El médico Antoni Trilla escribía en ese entonces en la revista Clinical Infectious Diseases, que una epidemia puede ser disruptiva y severa, porque rompe la normalidad y porque luego de arrasar con la población, muchos aspectos políticos, sociales, económicos e incluso bélicos cambian para siempre.
¿Qué enseñanza dejó la gripe española válida para los tiempos del coronavirus?
En aquel desastre sanitario prevalecen algunos patrones que se repiten hoy con la actual pandemia de coronavirus. La historia registra errores recurrentes. Igual que en el año 1918 algunas decisiones pueden ser polémicas: las autoridades y la población tardaron en dar importancia a la epidemia. No obstante, esto formaría parte de los mecanismos psicológicos humanos. Solemos entrar en estado de alerta de repente, no de forma gradual, primero minimizamos las amenazas hasta que hay algo que nos hace entrar en alerta. Es un mecanismo adaptativo, según los expertos en conducta humana. Ese mismo mecanismo está actuando en la actualidad, y acaso explica porqué debates innecesarios que retrasaron las decisiones urgentes permitieron que en Italia y España los hechos fueran rebasados por la gravedad de la pandemia. El año pasado cuando surgió la epidemia de coronavirus se debieron adoptar medidas oportunas, en el mes de octubre se debió suspender la actividad de centros educativos y no se lo hizo; de igual modo, cuando se tomó el acuerdo de no suspender la apertura de clases universitarias y escolares, por considerarla una medida tan radical. Cuando se lo hizo fue demasiado tarde. La convivencia diaria, el turismo que provoca la proximidad social fue otro factor fatal en ambos países, la gente continuó en las calles, compartiendo cotidianamente en cafés, cines, mercados y lugares públicos la vida como si no hubiera cambiado nada. El costo de ese error está siendo demasiado alto.
Ecuador está a tiempo, poco tiempo, para enmendar lo que también estamos haciendo mal. No es posible salir a las calles y hacer una vida normal cuando la vida no es ya normal en la emergencia. El coronavirus le arrebatará la vida a mucha gente en nuestro país, pero a la mayoría se la cambiará para siempre. A cada uno de nosotros le corresponde elegir en qué grupo ubicarse.
= = =
¿En qué revista escribía el médico Antoni Trilla, según el texto en estudio?
= = =
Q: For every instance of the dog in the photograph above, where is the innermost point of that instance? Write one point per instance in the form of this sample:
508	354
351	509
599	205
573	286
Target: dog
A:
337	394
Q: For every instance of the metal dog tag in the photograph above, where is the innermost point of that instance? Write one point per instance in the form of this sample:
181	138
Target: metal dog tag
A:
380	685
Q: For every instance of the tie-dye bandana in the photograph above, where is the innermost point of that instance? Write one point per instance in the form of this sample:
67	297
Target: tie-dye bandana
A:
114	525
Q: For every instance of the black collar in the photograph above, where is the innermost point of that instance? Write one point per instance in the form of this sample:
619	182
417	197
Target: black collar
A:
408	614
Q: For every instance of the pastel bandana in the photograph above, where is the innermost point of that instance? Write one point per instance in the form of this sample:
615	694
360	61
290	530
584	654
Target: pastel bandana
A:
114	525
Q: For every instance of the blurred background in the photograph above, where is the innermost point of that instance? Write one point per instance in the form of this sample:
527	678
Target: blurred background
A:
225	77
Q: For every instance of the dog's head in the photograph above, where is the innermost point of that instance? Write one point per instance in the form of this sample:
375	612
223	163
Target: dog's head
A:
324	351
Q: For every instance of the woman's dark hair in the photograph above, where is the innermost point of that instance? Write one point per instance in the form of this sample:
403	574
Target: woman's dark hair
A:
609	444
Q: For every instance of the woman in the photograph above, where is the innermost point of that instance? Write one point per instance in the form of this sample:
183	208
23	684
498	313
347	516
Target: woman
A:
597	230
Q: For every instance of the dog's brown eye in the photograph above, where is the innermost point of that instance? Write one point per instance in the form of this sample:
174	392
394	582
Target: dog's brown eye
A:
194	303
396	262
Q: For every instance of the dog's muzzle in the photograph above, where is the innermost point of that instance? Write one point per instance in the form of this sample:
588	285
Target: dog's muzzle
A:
= = =
> [Resultado obtenido] En la revista Clinical Infectious Diseases.